## GIVEN TASK
Pick out every line in the entries below that contains the word "water" and copy each of those lines.

>> begin SUPPLIED RECORDS

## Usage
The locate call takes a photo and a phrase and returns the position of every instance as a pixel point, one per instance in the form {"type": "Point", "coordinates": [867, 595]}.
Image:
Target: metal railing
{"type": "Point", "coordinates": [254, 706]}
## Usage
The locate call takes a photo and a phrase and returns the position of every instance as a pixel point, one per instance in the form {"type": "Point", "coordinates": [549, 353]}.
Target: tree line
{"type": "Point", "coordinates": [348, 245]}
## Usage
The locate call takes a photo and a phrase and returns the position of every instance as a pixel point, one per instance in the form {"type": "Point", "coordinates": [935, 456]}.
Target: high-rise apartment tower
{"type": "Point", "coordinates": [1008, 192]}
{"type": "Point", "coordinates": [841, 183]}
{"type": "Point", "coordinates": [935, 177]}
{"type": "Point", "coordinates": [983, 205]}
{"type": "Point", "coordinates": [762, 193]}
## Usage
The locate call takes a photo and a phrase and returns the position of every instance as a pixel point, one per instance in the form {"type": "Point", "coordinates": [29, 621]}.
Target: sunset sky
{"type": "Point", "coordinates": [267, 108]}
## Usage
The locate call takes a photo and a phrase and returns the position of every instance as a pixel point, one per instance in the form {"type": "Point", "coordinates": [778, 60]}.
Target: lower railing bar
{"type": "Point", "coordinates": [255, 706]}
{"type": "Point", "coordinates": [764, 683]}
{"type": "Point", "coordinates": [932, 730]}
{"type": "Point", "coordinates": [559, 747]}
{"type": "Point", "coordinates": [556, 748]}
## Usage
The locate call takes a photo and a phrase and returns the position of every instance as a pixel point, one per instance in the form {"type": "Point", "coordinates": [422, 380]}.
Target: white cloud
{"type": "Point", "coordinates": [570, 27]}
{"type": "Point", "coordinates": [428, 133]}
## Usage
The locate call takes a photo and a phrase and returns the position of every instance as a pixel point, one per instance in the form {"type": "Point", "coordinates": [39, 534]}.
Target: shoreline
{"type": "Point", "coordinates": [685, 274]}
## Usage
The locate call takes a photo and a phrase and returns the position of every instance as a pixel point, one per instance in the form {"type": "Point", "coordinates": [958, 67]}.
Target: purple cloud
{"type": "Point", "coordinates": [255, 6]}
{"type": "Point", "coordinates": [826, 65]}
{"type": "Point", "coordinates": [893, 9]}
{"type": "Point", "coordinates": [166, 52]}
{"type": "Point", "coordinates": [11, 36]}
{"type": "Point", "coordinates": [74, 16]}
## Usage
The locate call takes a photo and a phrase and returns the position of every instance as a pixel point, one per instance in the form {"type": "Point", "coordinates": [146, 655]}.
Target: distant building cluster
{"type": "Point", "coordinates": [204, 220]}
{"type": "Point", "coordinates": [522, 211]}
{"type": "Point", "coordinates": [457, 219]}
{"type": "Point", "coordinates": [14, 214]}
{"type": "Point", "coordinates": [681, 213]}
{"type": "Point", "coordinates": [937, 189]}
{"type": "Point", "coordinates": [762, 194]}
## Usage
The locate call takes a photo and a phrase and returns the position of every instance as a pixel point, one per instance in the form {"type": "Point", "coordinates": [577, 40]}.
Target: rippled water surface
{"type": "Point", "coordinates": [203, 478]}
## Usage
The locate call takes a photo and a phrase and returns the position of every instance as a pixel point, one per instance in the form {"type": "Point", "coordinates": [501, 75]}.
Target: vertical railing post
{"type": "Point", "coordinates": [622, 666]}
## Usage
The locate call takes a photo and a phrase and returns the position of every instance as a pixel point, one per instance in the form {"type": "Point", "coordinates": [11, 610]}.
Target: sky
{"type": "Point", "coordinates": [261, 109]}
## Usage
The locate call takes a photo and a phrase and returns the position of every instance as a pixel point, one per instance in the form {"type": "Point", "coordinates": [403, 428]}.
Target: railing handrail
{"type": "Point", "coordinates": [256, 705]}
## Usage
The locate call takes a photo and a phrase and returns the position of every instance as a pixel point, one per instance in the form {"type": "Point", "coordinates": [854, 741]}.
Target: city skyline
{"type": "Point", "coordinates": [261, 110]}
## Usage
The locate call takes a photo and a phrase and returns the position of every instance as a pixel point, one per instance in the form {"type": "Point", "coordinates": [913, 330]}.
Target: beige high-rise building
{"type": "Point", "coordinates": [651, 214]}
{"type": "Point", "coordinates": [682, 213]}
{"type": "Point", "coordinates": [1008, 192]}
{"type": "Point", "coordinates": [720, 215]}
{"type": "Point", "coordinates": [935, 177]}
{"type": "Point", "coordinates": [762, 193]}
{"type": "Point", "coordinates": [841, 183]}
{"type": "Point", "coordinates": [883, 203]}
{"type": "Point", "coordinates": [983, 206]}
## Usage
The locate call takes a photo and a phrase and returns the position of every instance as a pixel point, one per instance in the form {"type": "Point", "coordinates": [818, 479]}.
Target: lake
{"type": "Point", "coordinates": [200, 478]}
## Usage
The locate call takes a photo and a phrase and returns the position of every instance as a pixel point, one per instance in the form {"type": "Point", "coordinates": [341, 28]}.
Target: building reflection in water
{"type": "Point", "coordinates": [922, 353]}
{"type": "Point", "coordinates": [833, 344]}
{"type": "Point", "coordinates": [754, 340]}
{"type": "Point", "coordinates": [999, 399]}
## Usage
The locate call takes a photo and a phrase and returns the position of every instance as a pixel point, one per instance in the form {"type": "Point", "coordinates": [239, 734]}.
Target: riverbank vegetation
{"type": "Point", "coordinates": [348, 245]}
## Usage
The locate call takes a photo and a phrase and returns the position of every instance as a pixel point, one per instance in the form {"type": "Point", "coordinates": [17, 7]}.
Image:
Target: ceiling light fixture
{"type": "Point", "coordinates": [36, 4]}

>> end SUPPLIED RECORDS
>> begin SUPPLIED RECORDS

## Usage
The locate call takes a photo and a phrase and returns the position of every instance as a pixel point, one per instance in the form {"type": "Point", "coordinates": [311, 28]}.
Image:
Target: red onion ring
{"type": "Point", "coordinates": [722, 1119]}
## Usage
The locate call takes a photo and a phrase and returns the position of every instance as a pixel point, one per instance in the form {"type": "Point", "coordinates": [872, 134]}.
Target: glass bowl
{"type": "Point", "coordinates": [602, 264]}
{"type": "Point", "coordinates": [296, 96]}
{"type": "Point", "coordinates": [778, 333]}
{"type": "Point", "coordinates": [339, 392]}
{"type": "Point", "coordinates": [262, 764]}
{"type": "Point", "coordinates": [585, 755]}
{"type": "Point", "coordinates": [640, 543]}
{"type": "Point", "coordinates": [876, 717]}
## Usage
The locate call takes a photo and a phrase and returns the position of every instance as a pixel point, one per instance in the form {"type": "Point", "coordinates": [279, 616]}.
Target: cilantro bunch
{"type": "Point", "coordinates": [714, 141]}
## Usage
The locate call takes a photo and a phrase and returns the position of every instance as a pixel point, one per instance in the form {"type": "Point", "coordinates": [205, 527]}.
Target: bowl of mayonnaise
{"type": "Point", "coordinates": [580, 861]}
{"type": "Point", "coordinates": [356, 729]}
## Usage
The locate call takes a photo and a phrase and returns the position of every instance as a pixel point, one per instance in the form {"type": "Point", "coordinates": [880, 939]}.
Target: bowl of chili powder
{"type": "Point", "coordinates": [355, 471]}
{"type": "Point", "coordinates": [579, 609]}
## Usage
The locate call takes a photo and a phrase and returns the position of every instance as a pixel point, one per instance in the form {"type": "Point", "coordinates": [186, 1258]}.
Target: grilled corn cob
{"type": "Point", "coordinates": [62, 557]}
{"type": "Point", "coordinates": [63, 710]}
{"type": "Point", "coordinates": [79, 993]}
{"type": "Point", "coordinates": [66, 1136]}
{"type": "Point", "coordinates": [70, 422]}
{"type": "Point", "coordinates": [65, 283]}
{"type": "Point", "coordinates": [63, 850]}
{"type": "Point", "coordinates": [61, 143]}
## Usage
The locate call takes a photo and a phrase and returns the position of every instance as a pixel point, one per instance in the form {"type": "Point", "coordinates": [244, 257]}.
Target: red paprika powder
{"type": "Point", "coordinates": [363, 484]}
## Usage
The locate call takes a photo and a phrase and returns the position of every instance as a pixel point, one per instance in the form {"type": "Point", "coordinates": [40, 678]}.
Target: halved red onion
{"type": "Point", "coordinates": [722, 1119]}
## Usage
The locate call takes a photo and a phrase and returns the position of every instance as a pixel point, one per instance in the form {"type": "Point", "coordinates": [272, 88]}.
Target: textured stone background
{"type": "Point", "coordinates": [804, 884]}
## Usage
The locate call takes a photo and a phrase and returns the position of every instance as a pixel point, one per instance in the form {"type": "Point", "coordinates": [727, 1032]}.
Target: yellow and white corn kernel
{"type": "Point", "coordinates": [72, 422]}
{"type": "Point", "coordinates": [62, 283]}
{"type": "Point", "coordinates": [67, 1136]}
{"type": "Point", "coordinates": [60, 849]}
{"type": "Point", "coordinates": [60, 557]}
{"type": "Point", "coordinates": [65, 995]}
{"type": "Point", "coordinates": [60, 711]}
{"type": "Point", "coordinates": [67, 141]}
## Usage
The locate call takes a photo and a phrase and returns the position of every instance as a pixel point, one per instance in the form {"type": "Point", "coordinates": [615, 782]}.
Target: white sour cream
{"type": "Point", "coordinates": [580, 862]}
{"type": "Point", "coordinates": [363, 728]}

>> end SUPPLIED RECORDS

## TASK ANSWER
Target: rippled water surface
Target: building reflection in water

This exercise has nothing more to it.